(FRAGMENTO DEL DOCUMENTO)
————————

Visto desde afuera, tanto por especialistas como por el público lego, este camino aparece como lineal. En donde cada decisión tomada durante el proceso –el modelo, las preguntas, las formas para resolverlo, y más-  parecieran ser la mejor y la única ruta posible para llegar hasta donde se llegó. Y que se arribó a tal destino gracias a que a alguna investigadora se le alumbró la ampolleta, encendiendo una idea y generando un pensamiento que luego echó a caminar en el mundo. A tal punto que esperamos –ilusamente- que este relato pueda servir para replicar de manera idéntica todo el periplo cognitivo en otro sistema similar.

Existe sin embargo una visión alternativa: la del pensar a través del hacer. Basada en la llamada tercera forma de investigar – la preformativa-, esta aproximación se instala día a día con más fuerza en espacios donde reina la más amplia creatividad, como son las artes. Así como también en espacios de enorme incertidumbre y complejidad, como es la conservación de la biodiversidad.


Desde esta visión, ilustrada magistralmente por Tim Ingold, se asume que el producto que surge del proceso creativo, nace justamente de eso, del proceso. En esta travesía la mente –que está contenida en un cuerpo, léase historia, sesgos, visión, pasión, y más- y la materialidad en la que se plasma su idea –sea un experimento, un trozo de greda, un programa de conservación, u otro- operan de manera conjunta, abriéndose mutuamente a espacios de reconocimiento y transformación.

Este proceso asume de manera explícita que la realidad va hacia adelante, y que se va desplegando producto del encuentro de aquella idea-contenida-en-una-persona y el espacio material donde esa persona espera moldearla.

Más aún los materiales que se ponen a trabajar no constituyen suaves hojas en blanco donde los iluminados despliegan sus versos o conjeturas, sino que están conformados por nudos, granulosidades, imperfecciones, que sólo se dejan ver y se develan en el momento mismo en que ocurre el proceso de moldeo, reconociendo y haciéndose cargo de toda la imperfección. Se logra tomando consciencia del proceso mismo en el que la una –investigadora- y el otro –materialidad- están inmersos. Y buscando en ese devenir las formas de avanzar que puedan ser permitidas tanto por la creatividad de la persona, además de la textura del material en cuestión.

Visto así, resulta evidente que el proceso creativo esencialmente no termina nunca. Y se constata que cuando se obtiene algún producto digno de compartir, no representa la piedra angular para contar una historia en reversa, sino es un paso intermedio hacia lo que aún está por venir.

————————

(EXTRACTO DE DATOS)
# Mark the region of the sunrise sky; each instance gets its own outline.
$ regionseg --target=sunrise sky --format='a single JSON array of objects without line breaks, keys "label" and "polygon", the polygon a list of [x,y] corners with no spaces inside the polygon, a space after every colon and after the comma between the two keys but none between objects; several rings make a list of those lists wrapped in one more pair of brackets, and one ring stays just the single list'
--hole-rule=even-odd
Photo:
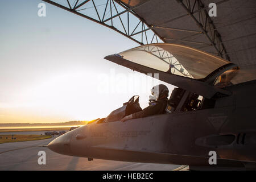
[{"label": "sunrise sky", "polygon": [[0,123],[102,118],[135,94],[147,106],[156,81],[104,59],[139,44],[46,3],[39,17],[41,2],[0,1]]}]

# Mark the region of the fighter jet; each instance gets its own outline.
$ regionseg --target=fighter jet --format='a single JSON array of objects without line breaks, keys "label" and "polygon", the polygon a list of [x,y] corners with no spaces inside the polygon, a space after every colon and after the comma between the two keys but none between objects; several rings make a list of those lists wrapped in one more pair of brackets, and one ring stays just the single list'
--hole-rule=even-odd
[{"label": "fighter jet", "polygon": [[[166,113],[120,120],[139,110],[133,97],[106,118],[57,138],[56,152],[88,159],[210,167],[256,167],[255,69],[191,47],[139,46],[105,57],[174,85]],[[214,166],[214,165],[213,165]]]}]

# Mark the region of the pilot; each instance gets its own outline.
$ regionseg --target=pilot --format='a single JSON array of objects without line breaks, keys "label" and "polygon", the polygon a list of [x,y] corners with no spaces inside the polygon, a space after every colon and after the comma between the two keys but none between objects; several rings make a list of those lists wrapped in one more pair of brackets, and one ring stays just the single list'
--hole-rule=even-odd
[{"label": "pilot", "polygon": [[166,113],[165,109],[168,102],[168,96],[169,90],[167,87],[163,84],[155,86],[151,89],[151,94],[154,96],[150,96],[149,106],[143,110],[135,113],[123,118],[121,121],[125,122],[127,120],[135,118],[146,117],[155,114]]}]

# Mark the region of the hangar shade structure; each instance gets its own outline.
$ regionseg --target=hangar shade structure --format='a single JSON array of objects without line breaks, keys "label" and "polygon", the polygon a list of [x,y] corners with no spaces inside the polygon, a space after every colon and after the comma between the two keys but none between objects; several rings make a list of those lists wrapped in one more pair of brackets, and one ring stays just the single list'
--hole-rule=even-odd
[{"label": "hangar shade structure", "polygon": [[[43,0],[143,45],[180,44],[232,61],[256,65],[255,0]],[[210,3],[217,16],[210,17]],[[97,36],[97,35],[95,35]]]}]

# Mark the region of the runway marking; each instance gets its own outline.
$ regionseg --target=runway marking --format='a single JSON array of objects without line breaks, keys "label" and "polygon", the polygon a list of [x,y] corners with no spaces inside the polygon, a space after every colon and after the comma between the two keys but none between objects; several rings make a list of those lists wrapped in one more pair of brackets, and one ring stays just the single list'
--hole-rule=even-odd
[{"label": "runway marking", "polygon": [[44,147],[44,146],[28,146],[28,147],[22,147],[22,148],[15,148],[15,149],[13,149],[13,150],[7,150],[7,151],[5,151],[3,152],[0,152],[0,155],[2,154],[3,153],[6,153],[6,152],[11,152],[15,150],[21,150],[21,149],[24,149],[24,148],[32,148],[32,147]]}]

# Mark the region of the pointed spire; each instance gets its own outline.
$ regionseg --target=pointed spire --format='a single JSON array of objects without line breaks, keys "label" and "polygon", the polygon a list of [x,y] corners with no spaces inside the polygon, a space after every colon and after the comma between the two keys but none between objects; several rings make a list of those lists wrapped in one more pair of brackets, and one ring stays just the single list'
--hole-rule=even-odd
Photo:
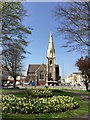
[{"label": "pointed spire", "polygon": [[50,32],[49,45],[48,45],[48,50],[47,50],[47,57],[55,57],[55,50],[54,50],[52,32]]}]

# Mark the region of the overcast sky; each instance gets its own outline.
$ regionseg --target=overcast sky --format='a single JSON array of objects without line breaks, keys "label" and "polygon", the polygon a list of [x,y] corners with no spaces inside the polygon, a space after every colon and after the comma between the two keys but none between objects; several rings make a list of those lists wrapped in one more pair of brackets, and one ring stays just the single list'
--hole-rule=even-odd
[{"label": "overcast sky", "polygon": [[81,54],[76,52],[68,53],[67,49],[61,47],[65,43],[62,34],[57,36],[56,27],[58,23],[53,16],[53,10],[58,4],[65,5],[66,3],[23,3],[28,15],[24,18],[23,24],[33,28],[32,35],[27,36],[27,40],[30,41],[27,50],[31,52],[31,55],[27,54],[24,60],[25,70],[27,70],[29,64],[46,63],[49,36],[50,32],[52,32],[56,52],[56,64],[60,66],[60,75],[64,77],[77,71],[75,62],[81,57]]}]

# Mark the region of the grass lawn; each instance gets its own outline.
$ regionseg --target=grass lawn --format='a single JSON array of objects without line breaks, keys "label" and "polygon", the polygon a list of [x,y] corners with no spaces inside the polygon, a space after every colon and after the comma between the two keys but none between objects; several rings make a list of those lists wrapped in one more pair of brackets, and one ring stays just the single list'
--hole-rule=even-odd
[{"label": "grass lawn", "polygon": [[[4,91],[5,93],[5,91]],[[68,96],[73,96],[73,94],[70,91],[67,90],[57,90],[53,89],[53,94],[54,95],[68,95]],[[15,93],[16,96],[18,97],[23,97],[25,96],[25,92],[20,92],[20,93]],[[75,110],[70,110],[66,112],[58,112],[58,113],[45,113],[45,114],[2,114],[2,117],[5,118],[5,120],[52,120],[54,118],[66,118],[67,120],[69,118],[73,117],[80,117],[84,116],[85,114],[88,113],[88,102],[83,101],[81,98],[74,96],[76,101],[80,104],[80,107],[75,109]]]}]

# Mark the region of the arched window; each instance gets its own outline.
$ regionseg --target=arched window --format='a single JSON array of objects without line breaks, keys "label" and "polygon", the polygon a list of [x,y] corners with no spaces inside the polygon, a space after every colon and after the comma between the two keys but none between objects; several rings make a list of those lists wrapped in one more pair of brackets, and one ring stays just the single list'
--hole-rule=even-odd
[{"label": "arched window", "polygon": [[50,60],[50,65],[52,65],[52,60]]},{"label": "arched window", "polygon": [[44,79],[44,72],[43,71],[40,72],[40,79]]}]

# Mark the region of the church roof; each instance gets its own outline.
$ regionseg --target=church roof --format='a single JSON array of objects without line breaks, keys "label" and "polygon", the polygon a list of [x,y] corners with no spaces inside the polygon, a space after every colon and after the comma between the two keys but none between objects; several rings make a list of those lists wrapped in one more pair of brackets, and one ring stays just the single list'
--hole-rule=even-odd
[{"label": "church roof", "polygon": [[[28,72],[34,73],[42,64],[29,64]],[[43,64],[46,67],[45,64]]]},{"label": "church roof", "polygon": [[[27,72],[28,73],[35,73],[41,65],[43,65],[46,68],[46,64],[29,64]],[[56,65],[56,67],[59,68],[59,65]]]}]

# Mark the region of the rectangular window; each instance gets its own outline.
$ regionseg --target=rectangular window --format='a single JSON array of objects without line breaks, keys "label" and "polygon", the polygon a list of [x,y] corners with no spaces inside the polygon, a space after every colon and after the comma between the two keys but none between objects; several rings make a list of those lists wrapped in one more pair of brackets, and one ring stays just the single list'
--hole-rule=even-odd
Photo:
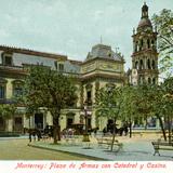
[{"label": "rectangular window", "polygon": [[0,98],[4,98],[4,95],[5,95],[4,85],[0,85]]},{"label": "rectangular window", "polygon": [[64,71],[64,64],[58,64],[58,70]]}]

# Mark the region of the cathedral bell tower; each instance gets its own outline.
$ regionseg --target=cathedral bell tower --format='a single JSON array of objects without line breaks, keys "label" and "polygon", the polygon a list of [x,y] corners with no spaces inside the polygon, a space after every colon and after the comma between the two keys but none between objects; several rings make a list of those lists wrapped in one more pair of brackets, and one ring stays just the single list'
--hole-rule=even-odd
[{"label": "cathedral bell tower", "polygon": [[[158,83],[157,31],[148,17],[148,6],[142,6],[142,17],[137,29],[133,29],[132,71],[136,71],[136,83]],[[133,78],[132,72],[132,78]]]}]

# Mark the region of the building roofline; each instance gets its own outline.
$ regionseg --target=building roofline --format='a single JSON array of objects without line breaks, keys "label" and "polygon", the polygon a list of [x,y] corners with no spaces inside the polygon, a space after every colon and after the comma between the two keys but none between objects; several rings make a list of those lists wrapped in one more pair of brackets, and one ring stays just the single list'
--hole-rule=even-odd
[{"label": "building roofline", "polygon": [[22,53],[22,54],[27,54],[27,55],[37,55],[37,56],[43,56],[43,57],[49,57],[49,58],[54,58],[54,59],[67,61],[67,55],[35,51],[35,50],[16,48],[16,46],[0,45],[0,51],[6,51],[6,52],[12,52],[12,53],[13,52],[14,53]]}]

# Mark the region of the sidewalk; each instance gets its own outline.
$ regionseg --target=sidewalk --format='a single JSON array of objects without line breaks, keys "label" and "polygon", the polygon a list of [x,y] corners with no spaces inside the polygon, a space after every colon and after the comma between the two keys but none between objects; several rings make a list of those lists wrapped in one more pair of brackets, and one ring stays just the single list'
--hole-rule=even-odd
[{"label": "sidewalk", "polygon": [[[106,149],[96,144],[96,139],[94,137],[90,137],[90,143],[80,142],[80,145],[74,145],[70,142],[62,139],[57,145],[53,145],[52,141],[41,141],[41,142],[32,142],[29,143],[31,147],[57,150],[63,152],[69,152],[71,155],[80,155],[92,157],[93,160],[127,160],[127,161],[159,161],[159,160],[171,160],[173,161],[173,150],[161,150],[161,156],[152,156],[154,148],[151,145],[151,141],[155,141],[152,136],[151,138],[145,136],[134,136],[133,138],[129,138],[129,136],[117,136],[120,143],[123,144],[123,148],[120,151],[110,151],[110,149]],[[88,149],[86,149],[88,148]],[[90,149],[89,149],[90,148]]]}]

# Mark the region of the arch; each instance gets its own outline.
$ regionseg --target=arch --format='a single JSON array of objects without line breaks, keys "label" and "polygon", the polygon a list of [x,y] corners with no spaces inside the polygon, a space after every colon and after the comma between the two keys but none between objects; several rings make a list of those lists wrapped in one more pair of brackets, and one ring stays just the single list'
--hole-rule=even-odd
[{"label": "arch", "polygon": [[152,61],[152,69],[155,69],[155,61]]},{"label": "arch", "polygon": [[138,41],[136,41],[136,44],[135,44],[135,52],[138,51]]},{"label": "arch", "polygon": [[144,69],[143,59],[139,61],[139,69]]},{"label": "arch", "polygon": [[152,78],[152,84],[156,84],[156,78]]},{"label": "arch", "polygon": [[148,69],[150,69],[150,59],[149,58],[147,61],[147,67],[148,67]]},{"label": "arch", "polygon": [[141,40],[141,43],[139,43],[139,51],[143,50],[143,44],[144,44],[144,41],[143,41],[143,39],[142,39],[142,40]]},{"label": "arch", "polygon": [[138,69],[138,62],[137,61],[135,62],[135,67],[134,68]]},{"label": "arch", "polygon": [[150,41],[149,41],[149,39],[147,39],[147,48],[148,49],[150,48]]}]

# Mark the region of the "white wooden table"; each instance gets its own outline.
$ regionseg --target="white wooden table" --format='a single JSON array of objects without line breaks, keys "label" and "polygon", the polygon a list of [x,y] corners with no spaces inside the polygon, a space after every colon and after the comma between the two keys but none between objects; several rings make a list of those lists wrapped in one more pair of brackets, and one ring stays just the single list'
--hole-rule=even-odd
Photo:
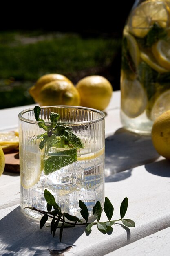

————————

(CONSIGNA 1) ¿Qué líneas del listado contienen la cadena "tower"? Devuélvelas todas.
(CONSIGNA 2) Continúa el texto sobre el proceso creativo a partir de su última oración.
El texto y el listado no guardan relación entre sí.

(RESPUESTA 1)
# Mark the region of the cathedral bell tower; each instance gets its own outline.
$ regionseg --target=cathedral bell tower --format='a single JSON array of objects without line breaks, keys "label" and "polygon", the polygon a list of [x,y] corners with no spaces inside the polygon, a space after every colon and after the comma between the two keys but none between objects; several rings make a list of those lists wrapped in one more pair of brackets, and one ring stays just the single list'
[{"label": "cathedral bell tower", "polygon": [[[158,83],[157,31],[148,17],[148,6],[142,6],[142,17],[137,29],[133,29],[132,71],[136,71],[136,83]],[[133,78],[132,72],[132,78]]]}]

(RESPUESTA 2)
Justamente así es el trabajo en conservación, un espacio singular, que se entiende e intenta moldear a medida que se va trabajando, en la que confluyen necesariamente diversos actores, casi ninguno proveniente de las ciencias ecológicas, en donde el mayor desafío es mirar el detalle con la aspiración de entender la rugosidad del material en cuestión, especialmente la humana, y de ir encontrando las vetas que permitan avanzar hacia la recuperación de la biodiversidad.

Cada proceso de conservación puede pensarse como un gran experimento. Sin control, sin réplica, con espacio limitado para controlar variables….en fin…la pesadilla de cualquier científica tradicional….


Field Work, Exhibición Artista Christy Gast,
Galería Patricia Ready, Santiago, Chile
Ingold usa la metáfora de una artesana que tiene la intención de crear un artefacto, un cacharro o un tejido, y que se ve enfrentada a un trozo de arcilla, un pedazo de madera o un cúmulo de lana. Cuando ella se encuentra con un nudo, por ejemplo, en una madera o en una fibra, no significa que su proceso creativo se detenga, sino que, a través del reconocimiento tangible del material, constata que ese nudo puede estar conectado a través de líneas o de la misma fibra con otros espacios del material, y será en el proceso de creación mismo que ella decidirá qué línea seguir y hacia dónde extender su creación.

El proceso es en el fondo un cúmulo de dichas historias de relación de la creadora con esos materiales, y con sus nudos o imperfecciones intrínsecos. Es muy poco probable que sea un relato lineal, y es poco probable que en sí mismo, como un todo, pueda ser replicado de manera idéntica. Así es el trabajo de la conservación.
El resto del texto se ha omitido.